The hypotheses discussed thus far—contrast gain and all-or-none mixture—can be elaborated by adding details from specific models in the literature. The resulting more elaborate hypotheses can account for additional results and suggest further testable predictions.
First, consider the contrast gain model as applied to the spatial filtering task. A more specific version of this general model is the mandatory pooling model developed for crowding (e.g. Levi, Hariharan & Klein, 2002; Parkes, et al., 2001; Pelli, Palomares & Majaj, 2004). Some of its properties are illustrated in the left column of Figure 15. First, assume an array of sensory mechanisms that are spatially local and that tile the visual field. This is illustrated for a single mechanism in the upper panel by a plot of sensitivity as a function of space. These mechanisms have relatively narrow tuning functions and set the stage for further processing. Second, assume that the outputs of these mechanisms are pooled across space in a weighted manner. This is represented in the middle panel by a plot of the relative weights as a function of space. For the mandatory pooling model, there is always some such pooling and it is typically assumed to increase with eccentricity. Finally, the pooled output is constructed around a specific location in visual space that has little variability from trial to trial. This lack of variability is represented in the bottom panel by a plot of the probability of sampling a location as a function of space. For this model, the distribution across space is very narrow. The mandatory pooling model predicts the same pattern of results as the contrast gain model previously discussed, because the effect of separation is due to weights that combine with contrast in a multiplicative fashion.
------------------------------------------------------------
**Short task 1:**
According to the passage on the mandatory pooling model, how is spatial pooling typically assumed to change with eccentricity?
**Short task 2:**
Summarize the passage on the mandatory pooling model in two sentences.
**Short task 3:**
Carry the passage on the mandatory pooling model forward from its final sentence.
The records that come next were taken from a different source.

Point labeling data from photos:
------------------------------------------------------------
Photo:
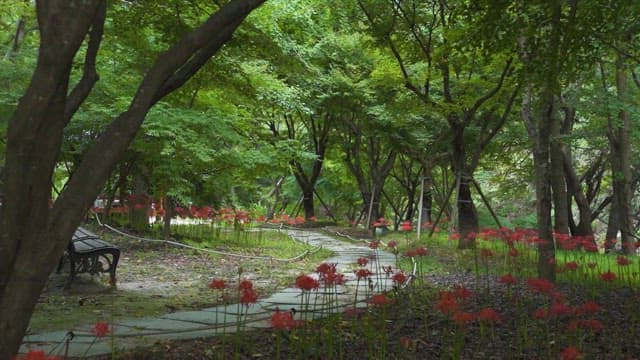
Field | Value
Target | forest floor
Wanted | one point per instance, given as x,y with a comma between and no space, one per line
411,327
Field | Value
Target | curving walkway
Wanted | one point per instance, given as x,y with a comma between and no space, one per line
223,319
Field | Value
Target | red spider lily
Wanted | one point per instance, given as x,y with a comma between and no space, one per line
590,246
245,285
399,278
542,286
571,353
608,276
100,329
387,270
488,315
462,318
486,253
461,292
307,283
447,302
218,284
623,261
508,279
380,300
249,296
283,320
421,251
588,307
332,278
363,261
37,355
363,273
571,265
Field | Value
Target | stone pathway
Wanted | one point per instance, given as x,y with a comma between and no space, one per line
224,318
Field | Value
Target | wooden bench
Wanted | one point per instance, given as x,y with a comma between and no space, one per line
87,253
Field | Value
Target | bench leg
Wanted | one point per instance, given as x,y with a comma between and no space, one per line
114,265
72,272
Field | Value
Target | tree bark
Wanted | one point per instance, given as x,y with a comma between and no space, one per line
32,235
557,178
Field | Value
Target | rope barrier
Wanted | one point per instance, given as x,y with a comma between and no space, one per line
224,253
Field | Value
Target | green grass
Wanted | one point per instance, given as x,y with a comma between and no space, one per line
185,272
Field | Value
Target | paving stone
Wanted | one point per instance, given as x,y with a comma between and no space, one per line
224,318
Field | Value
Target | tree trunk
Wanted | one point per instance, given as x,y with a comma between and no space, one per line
613,226
583,228
467,216
307,202
539,133
139,204
32,235
558,183
169,207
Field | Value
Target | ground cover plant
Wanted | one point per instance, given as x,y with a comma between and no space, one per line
476,304
155,278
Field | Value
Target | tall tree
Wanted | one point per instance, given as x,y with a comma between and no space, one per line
32,234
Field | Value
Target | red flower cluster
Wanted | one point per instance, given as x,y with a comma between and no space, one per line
363,261
406,226
381,222
328,273
363,273
399,278
37,355
419,251
247,294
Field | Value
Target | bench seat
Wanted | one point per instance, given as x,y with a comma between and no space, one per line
87,253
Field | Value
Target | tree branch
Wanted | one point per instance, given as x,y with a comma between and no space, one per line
89,75
471,112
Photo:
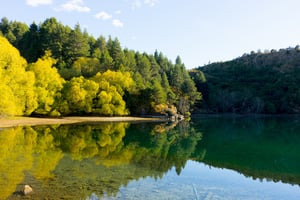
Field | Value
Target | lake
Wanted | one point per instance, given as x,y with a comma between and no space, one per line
205,158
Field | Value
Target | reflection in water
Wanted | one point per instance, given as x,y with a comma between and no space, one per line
259,148
75,161
96,161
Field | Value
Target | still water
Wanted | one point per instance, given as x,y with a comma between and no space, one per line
217,158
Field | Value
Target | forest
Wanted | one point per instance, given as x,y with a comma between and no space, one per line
256,83
50,69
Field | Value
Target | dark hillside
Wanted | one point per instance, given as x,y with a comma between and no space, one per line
254,83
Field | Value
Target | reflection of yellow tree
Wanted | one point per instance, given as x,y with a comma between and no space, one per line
47,155
101,141
23,149
16,156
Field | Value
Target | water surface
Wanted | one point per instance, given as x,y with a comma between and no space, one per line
218,158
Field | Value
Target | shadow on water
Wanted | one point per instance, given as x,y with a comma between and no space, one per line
261,148
77,161
95,161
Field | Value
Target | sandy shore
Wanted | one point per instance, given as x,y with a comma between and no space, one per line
30,121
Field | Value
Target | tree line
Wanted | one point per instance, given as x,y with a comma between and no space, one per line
262,82
54,70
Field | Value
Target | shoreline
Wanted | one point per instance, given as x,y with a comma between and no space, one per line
34,121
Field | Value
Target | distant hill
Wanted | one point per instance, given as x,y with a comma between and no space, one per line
267,82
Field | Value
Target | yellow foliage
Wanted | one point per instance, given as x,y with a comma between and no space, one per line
48,83
16,82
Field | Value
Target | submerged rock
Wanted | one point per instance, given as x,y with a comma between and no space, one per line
27,189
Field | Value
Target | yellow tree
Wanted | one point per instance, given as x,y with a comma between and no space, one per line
17,85
48,83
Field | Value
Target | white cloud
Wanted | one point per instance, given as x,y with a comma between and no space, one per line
75,5
38,2
117,23
118,12
150,2
103,15
136,4
140,3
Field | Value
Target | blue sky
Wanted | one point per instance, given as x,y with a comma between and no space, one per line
199,31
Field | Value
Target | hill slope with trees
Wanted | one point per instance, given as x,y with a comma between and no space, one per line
259,82
52,69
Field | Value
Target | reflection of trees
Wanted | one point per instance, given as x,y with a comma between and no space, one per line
16,156
103,157
259,148
22,149
85,141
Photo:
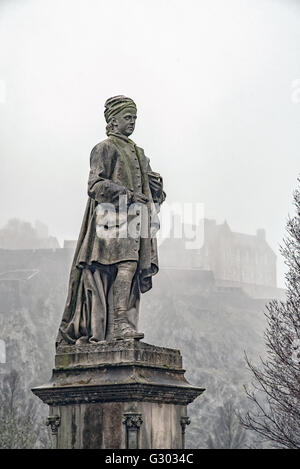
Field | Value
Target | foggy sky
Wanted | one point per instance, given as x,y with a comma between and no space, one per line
216,87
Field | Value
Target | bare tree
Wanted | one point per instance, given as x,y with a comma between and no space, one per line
19,425
227,432
276,392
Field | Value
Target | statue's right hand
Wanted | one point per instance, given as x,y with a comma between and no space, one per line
140,198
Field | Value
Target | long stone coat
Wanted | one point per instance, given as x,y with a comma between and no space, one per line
118,168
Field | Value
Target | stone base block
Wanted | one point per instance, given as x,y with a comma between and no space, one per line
124,394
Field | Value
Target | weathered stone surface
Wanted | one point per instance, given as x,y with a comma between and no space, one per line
125,394
122,351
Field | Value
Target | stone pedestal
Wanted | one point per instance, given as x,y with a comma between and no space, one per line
123,394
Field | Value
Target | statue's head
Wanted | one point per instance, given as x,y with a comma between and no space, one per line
120,115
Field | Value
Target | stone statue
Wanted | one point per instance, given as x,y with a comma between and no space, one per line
113,264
------------------------------------------------------------
**Answer 1:**
It is typically assumed to increase with eccentricity.

**Answer 2:**
The contrast gain and all-or-none mixture hypotheses can be elaborated with details from specific models, and the mandatory pooling model developed for crowding is a more specific version of the contrast gain model. It assumes spatially local, narrowly tuned mechanisms that tile the visual field, weighted pooling of their outputs across space, and a pooled output built around a location with little trial-to-trial variability, so it predicts the same pattern of results as the contrast gain model.

**Answer 3:**
A more specific version of the all-or-none mixture model is the imprecise targeting model, which is illustrated in the middle column of Figure 15 (Bahcall & Kowler, 1999; Strasburger, 2005). This model assumes the same array of local mechanisms as that assumed in the mandatory pooling model (shown in the top panel). It differs in that only a single location is monitored under focused attention conditions such as those of a spatial filtering paradigm. This assumption is illustrated in the middle panel of the second column in Figure 15. The bulk of the variability in selection under the imprecise targeting model comes from trial-to-trial variability in which location is sampled for information about the stimulus. This assumption is illustrated by the wide function in the lower panel of the second column in Figure 15.
Imprecise targeting makes the same predictions about the foil psychometric functions as the more general all-or-none mixture models. Specifically, imprecise targeting predicts a decreasing upper asymptote with increasing separation. Thus, between mandatory pooling and imprecise targeting, the results from our spatial filtering experiments are more consistent with imprecise targeting.
While the largest effects found in this study are consistent with imprecise targeting, there were some effects that are consistent with some degree of pooling. Moreover, considerable evidence from prior research including some of the authors own work suggests that attention acts at least in part through a gain mechanism of some sort (e.g., Huang & Dobkins, 2005; Ling & Carrasco, 2006; Palmer, 1990; Palmer, Ames, & Lindsey, 1993; Reynolds, et al., 2000 and many more). These findings suggest the possibility of a hybrid model that combines pooling and imprecise targeting. For such a model, the mechanism that dominates depends on the task.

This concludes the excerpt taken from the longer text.